[EXTRACTED DATA]
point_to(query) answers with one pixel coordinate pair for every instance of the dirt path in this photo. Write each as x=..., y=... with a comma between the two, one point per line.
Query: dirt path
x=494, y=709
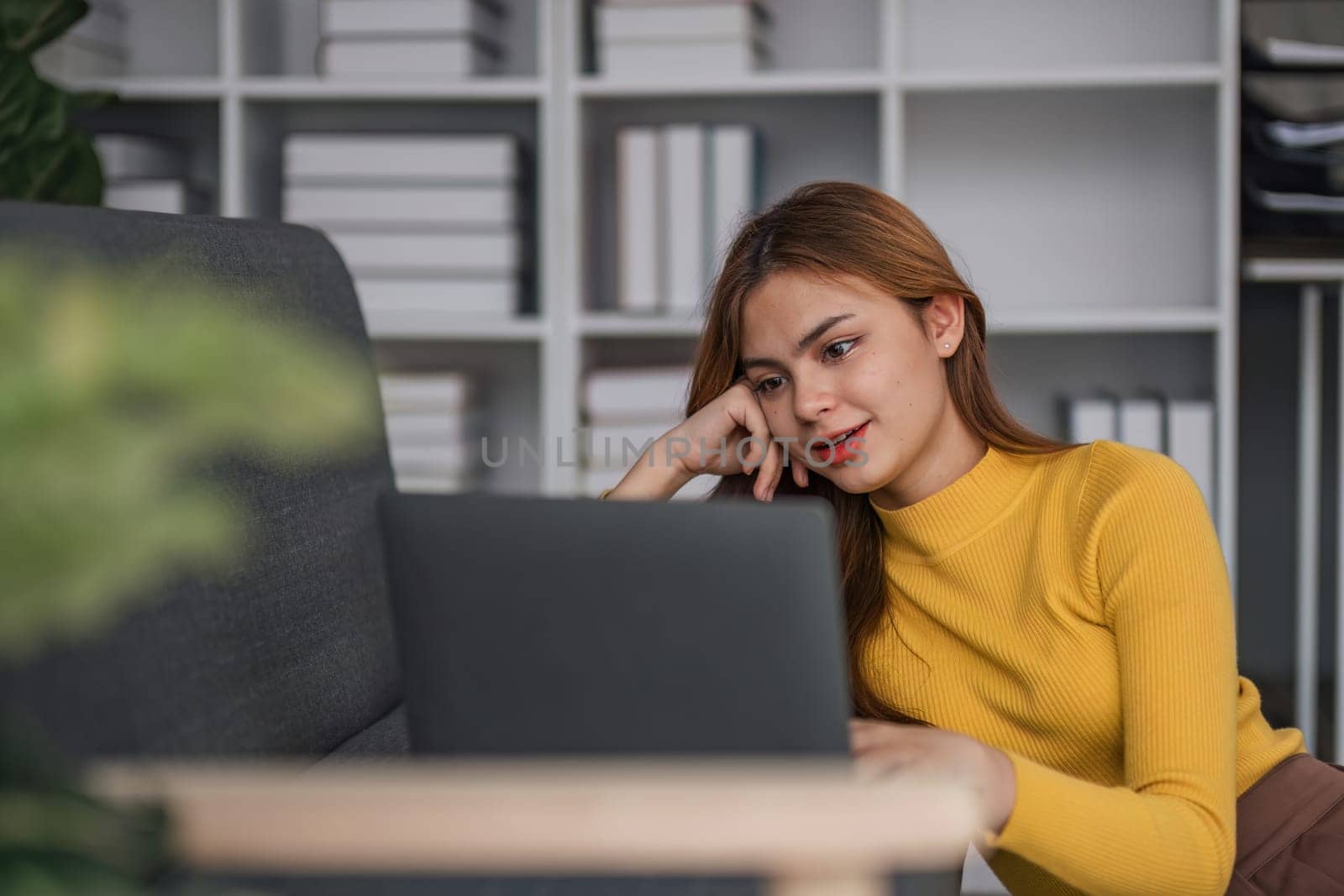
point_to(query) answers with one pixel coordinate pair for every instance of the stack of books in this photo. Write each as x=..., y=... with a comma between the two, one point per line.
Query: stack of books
x=627, y=409
x=682, y=192
x=1294, y=127
x=644, y=39
x=1183, y=430
x=94, y=47
x=432, y=430
x=429, y=226
x=410, y=38
x=147, y=174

[WORK TO BE COMPLETED]
Print every line of the data exactly. Pictures do not belong in the copy.

[SOLVED EXERCISE]
point_to(query) answers with one pixel coordinate pair for every instance of the dirt path in this photo. Write each as x=..., y=... with a comma between the two, one point per line.
Query: dirt path
x=494, y=709
point_to(query) answers with one pixel coordinate pair for every instance of the stack of books in this photo. Write each as x=..., y=... with a comma between the two, one point per line.
Query: stack of books
x=627, y=409
x=682, y=192
x=1294, y=127
x=644, y=39
x=1183, y=430
x=94, y=47
x=432, y=430
x=429, y=226
x=410, y=38
x=147, y=174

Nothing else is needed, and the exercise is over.